Öte yandan, Arap dünyasının ekonomik manevra alanı her geçen gün genişliyor. Körfez ülkeleri sahip oldukları devasa mali kaynaklarla yalnızca bölgesel değil, küresel siyaset üzerinde de belirleyici rol üstleniyor. Bu anlamda, Yahudi lobisinin yıllar boyunca Amerikan siyaseti üzerindeki nüfuzu ilk kez bu denli gölgede kalmaya başladı. Trump’ın maddi güce olan düşkünlüğü ve zenginliğe duyduğu neredeyse sınırsız arzu, artık İsrail için potansiyel bir risk faktörüne dönüşmüş durumda. İsrail sağının içinden geçtiği bu sarsıcı dönüşümü, İsrail sağı açısından 2025 yılının Mayıs ayında yaşanan gelişmelerle birlikte adeta bir "siyasi 7 Ekim" şoku olarak görülüyor.
Trump, Riyad’da görkemli bir protokol ve ihtişamlı bir törenle karşılandıktan yalnızca saatler sonra, Suudi Veliaht Prensi Muhammed bin Selman’ın talebine olumlu karşılık vererek Suriye’ye uygulanan yaptırımların kaldırıldığını açıkladı. Ardından da, “Veliaht Prens için yapmayacağım hiçbir şey yok,” ifadeleriyle bu kararı kişisel sadakatin bir göstergesi haline getirdi. Böylece, tek cümlelik bir beyanla Suriye’yi fiilen yeniden uluslararası sahaya dâhil etmiş oldu.
┄┄┄┄┄┄
Çözülecek Problemler:
• a. Verilen metindeki "Böylece, tek cümlelik bir beyanla Suriye’yi fiilen yeniden uluslararası sahaya dâhil etmiş oldu." cümlesini İngilizceye çevirin.
• b. Girdilerin başından "573 416 L 552" ifadesini içeren satıra kadar, iki uç da dahil olmak üzere, girdilerdeki satırları aynen yazdırın. Resimleri yanıta katmayın.

Girdilerden Alıntılar:
┄┄┄┄┄┄
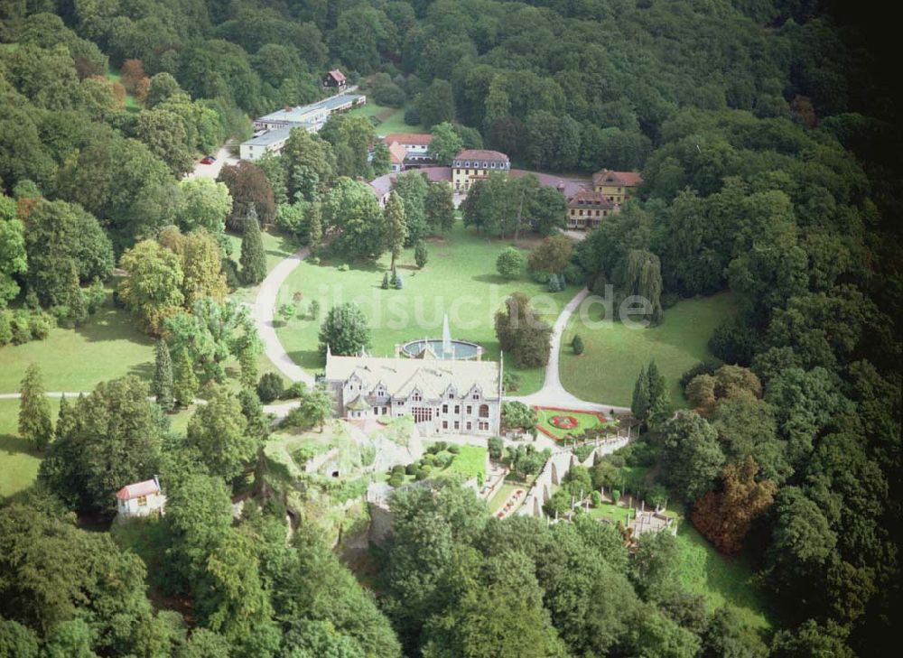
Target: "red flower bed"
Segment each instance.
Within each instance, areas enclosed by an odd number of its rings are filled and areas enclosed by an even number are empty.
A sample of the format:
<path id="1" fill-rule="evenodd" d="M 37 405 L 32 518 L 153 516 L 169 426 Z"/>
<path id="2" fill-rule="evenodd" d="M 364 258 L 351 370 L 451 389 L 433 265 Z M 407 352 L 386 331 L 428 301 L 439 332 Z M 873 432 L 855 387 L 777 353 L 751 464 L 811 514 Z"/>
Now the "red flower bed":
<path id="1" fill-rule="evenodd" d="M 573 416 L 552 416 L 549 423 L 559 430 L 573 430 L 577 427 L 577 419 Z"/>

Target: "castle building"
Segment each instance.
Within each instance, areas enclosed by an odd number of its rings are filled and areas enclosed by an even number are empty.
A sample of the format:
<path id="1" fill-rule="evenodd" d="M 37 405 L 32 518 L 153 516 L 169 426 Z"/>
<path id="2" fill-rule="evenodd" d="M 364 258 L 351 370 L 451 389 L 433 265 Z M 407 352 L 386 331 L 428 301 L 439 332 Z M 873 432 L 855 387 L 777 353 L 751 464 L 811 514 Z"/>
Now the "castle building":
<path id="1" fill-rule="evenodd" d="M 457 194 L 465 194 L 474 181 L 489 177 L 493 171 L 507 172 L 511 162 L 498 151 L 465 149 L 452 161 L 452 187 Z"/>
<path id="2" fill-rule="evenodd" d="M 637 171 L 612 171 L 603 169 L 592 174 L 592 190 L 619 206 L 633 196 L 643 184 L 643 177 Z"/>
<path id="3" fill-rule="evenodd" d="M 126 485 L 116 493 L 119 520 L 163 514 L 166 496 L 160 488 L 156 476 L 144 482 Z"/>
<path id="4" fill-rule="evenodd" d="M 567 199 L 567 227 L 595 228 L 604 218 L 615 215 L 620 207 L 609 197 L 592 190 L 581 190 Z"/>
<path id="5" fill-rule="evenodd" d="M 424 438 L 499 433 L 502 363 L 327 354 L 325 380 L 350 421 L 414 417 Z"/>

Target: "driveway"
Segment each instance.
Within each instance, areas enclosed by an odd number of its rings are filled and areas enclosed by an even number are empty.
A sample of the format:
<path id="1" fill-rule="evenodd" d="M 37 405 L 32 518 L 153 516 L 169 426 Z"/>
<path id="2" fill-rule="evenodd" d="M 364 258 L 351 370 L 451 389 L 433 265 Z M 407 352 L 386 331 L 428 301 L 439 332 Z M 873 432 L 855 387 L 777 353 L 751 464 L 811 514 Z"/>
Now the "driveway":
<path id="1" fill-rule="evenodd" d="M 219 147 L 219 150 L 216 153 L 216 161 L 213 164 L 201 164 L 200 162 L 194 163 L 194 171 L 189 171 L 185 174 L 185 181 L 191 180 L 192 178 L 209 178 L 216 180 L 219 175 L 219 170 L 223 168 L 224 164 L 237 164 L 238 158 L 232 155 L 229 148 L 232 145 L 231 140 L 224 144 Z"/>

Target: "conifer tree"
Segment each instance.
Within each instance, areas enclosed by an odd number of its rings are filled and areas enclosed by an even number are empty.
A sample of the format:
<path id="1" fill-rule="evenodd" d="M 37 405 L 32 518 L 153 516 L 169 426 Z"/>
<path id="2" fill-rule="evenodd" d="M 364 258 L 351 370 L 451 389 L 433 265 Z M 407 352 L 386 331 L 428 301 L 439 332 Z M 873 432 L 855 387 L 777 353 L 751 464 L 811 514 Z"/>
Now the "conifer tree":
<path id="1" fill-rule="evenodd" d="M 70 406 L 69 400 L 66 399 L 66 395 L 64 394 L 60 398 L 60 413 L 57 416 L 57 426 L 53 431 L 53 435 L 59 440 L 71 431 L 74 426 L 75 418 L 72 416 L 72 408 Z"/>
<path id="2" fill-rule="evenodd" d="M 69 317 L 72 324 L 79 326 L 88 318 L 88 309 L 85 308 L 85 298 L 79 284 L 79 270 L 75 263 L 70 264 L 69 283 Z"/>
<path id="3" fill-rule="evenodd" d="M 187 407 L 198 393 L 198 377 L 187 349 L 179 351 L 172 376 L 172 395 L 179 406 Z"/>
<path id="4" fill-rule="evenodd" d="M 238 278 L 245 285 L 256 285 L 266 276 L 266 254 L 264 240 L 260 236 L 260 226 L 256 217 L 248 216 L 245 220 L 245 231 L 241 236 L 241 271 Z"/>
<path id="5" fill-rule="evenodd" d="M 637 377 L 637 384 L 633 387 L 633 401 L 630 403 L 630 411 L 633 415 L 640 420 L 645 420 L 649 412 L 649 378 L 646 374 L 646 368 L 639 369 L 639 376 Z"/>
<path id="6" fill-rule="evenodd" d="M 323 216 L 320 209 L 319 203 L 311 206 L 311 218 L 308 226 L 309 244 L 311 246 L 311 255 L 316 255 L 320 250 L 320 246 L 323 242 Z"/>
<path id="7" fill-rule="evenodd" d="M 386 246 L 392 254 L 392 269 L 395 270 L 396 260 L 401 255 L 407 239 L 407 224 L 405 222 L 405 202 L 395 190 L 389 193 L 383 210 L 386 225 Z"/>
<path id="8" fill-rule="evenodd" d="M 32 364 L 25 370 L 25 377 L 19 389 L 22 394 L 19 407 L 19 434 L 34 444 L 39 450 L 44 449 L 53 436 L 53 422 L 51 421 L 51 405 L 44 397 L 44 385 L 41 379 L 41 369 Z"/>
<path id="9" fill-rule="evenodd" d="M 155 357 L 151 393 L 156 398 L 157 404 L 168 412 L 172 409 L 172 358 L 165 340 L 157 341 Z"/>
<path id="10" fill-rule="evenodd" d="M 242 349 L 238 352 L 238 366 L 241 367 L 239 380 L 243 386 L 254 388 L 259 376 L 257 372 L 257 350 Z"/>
┄┄┄┄┄┄
Sırayla Çözümler:
• a. Thus, with a single-sentence statement, he effectively brought Syria back into the international arena.

• b.
Target: "red flower bed"
Segment each instance.
Within each instance, areas enclosed by an odd number of its rings are filled and areas enclosed by an even number are empty.
A sample of the format:
<path id="1" fill-rule="evenodd" d="M 37 405 L 32 518 L 153 516 L 169 426 Z"/>
<path id="2" fill-rule="evenodd" d="M 364 258 L 351 370 L 451 389 L 433 265 Z M 407 352 L 386 331 L 428 301 L 439 332 Z M 873 432 L 855 387 L 777 353 L 751 464 L 811 514 Z"/>
Now the "red flower bed":
<path id="1" fill-rule="evenodd" d="M 573 416 L 552 416 L 549 423 L 559 430 L 573 430 L 577 427 L 577 419 Z"/>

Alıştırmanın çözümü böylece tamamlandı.